■ **What is expected**:
Reproduce these lines word for word, leaving out the pictures.

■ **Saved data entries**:

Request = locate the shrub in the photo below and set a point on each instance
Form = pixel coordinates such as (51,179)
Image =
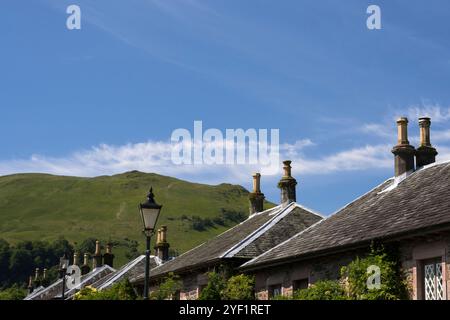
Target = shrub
(13,293)
(322,290)
(168,288)
(216,284)
(392,286)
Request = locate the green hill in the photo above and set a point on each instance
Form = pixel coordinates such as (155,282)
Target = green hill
(45,207)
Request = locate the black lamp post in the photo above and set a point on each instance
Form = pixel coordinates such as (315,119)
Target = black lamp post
(63,265)
(149,212)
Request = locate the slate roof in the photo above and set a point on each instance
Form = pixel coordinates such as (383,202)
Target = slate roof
(130,271)
(394,208)
(54,290)
(248,239)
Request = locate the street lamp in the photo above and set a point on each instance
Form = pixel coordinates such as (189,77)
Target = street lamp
(149,213)
(63,265)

■ **Problem solution**:
Request = locate the shrub in the photo below and set a point on each instance
Form = pixel coordinates such as (51,179)
Image =
Target = shrub
(13,293)
(322,290)
(168,288)
(216,284)
(392,286)
Request = locate the green hill in the photo above and set a point on each instance
Form = pixel coordinates such as (155,282)
Target = green hill
(45,207)
Request = locate the black lamp post in the photo above and set a point on each instance
Form = pixel coordinates such as (315,119)
Target = black lamp post
(63,265)
(149,212)
Request = locate the slate roof in the photo above and set a point on each instance
Form = pixel coordinates such as (383,202)
Target = slate roof
(130,271)
(394,208)
(54,290)
(248,239)
Request = locate the street lamp in the photo above and set a point on each instance
Form = pixel coordinates such as (189,77)
Target = street lamp
(149,213)
(63,265)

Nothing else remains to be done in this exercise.